New York Times: A day after the United States imposed fresh sanctions on Iran over its nuclear program, President Obama’s national security adviser argued Tuesday that the administration’s pressure campaign had left Iran’s leaders economically strained, diplomatically isolated and rent by internal divisions.
The New York Times
By MARK LANDLER
WASHINGTON — A day after the United States imposed fresh sanctions on Iran over its nuclear program, President Obama’s national security adviser argued Tuesday that the administration’s pressure campaign had left Iran’s leaders economically strained, diplomatically isolated and rent by internal divisions.
The official, Thomas E. Donilon, predicted that the next blow to Iran would come with the fall of its major regional ally, President Bashar al-Assad of Syria, who is himself increasingly isolated as he battles a popular uprising.
“Having actively funded the regime’s brutality and the killing of its own people, Iran will be discredited in the eyes of the Syrian people and any future government,” Mr. Donilon said in a closely monitored speech at the Brookings Institution. “Iran’s isolation from the Arab world will have deepened.”
Noting that President Assad had been scorned by the Arab League and abandoned by Turkey’s leader, Prime Minister Recep Tayyip Erdogan, Mr. Donilon said the Syrian leader’s time was running out. He even referred to Mr. Assad’s administration as the “Assad group,” which made it sound less like a government than a gang.
Since taking over as national security adviser 13 months ago, Mr. Donilon has emerged as one of the most influential foreign-policy voices in the administration. And with the departure next month of another senior adviser, Dennis B. Ross, Mr. Donilon is taking direct control of the delicate Iran portfolio.
Answering critics of the administration, he dismissed fears that the withdrawal of the last American troops from Iraq next month would open the door to rising Iranian influence. The Iraqi people, he said, hold deeply unfavorable impressions of Iran, even those who support political groups backed by Tehran.

EXERCISE REQUIREMENTS:
**a)** Condense the paragraph of the article on Iran sanctions that begins "Answering critics of the administration" into two short bullet points, keeping its main facts.
**b)** In the article on Iran sanctions, rewrite the stretch from "Since taking over" through "delicate Iran portfolio.", putting "top White House security aide" in place of "national security adviser".
**c)** According to the article on Iran sanctions, where did Mr. Donilon give his speech?

ENTRIES PROVIDED:
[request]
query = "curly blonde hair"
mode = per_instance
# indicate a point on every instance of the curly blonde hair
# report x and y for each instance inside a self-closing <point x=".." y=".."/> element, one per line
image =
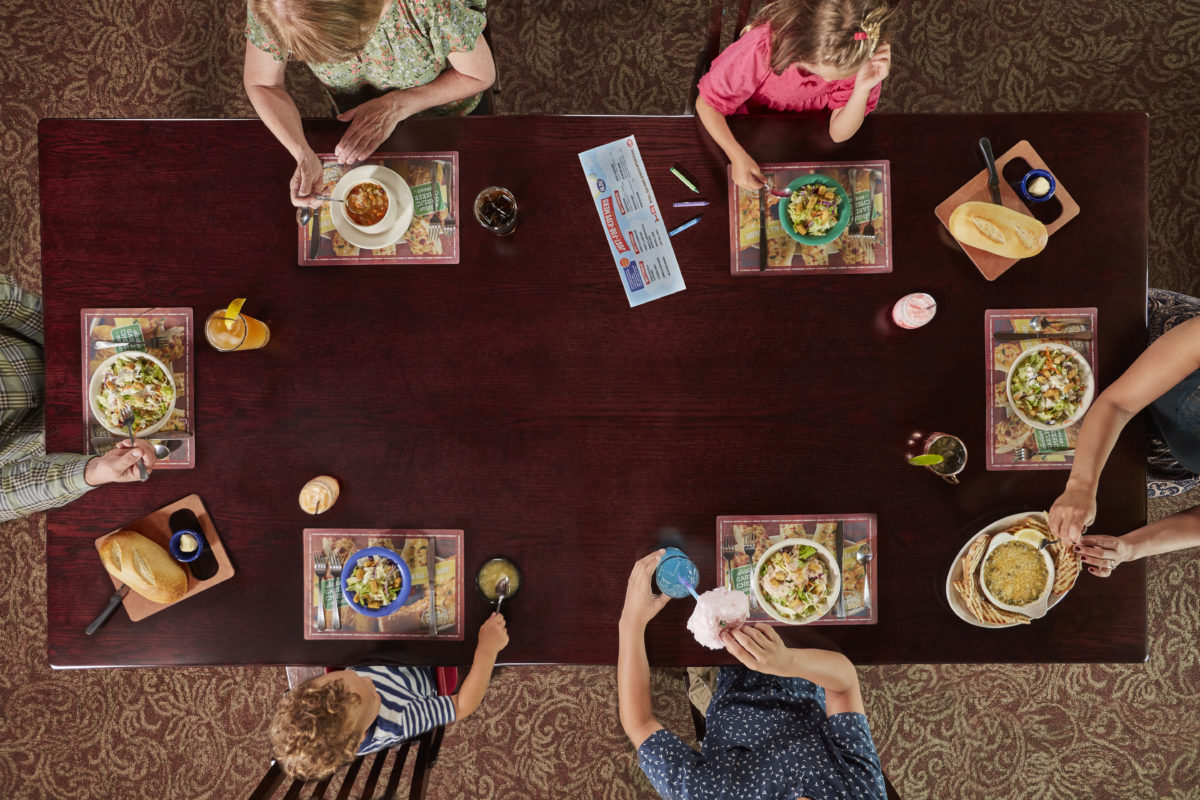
<point x="309" y="731"/>
<point x="321" y="31"/>
<point x="822" y="31"/>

RESPONSES BY ITEM NUMBER:
**a)**
- Donilon rejected critics' fears that the withdrawal of the last American troops from Iraq next month would let Iranian influence rise.
- He said Iraqis hold deeply unfavorable views of Iran, even those who support political groups backed by Tehran.

**b)**
Since taking over as top White House security aide 13 months ago, Mr. Donilon has emerged as one of the most influential foreign-policy voices in the administration. And with the departure next month of another senior adviser, Dennis B. Ross, Mr. Donilon is taking direct control of the delicate Iran portfolio.

**c)** At the Brookings Institution.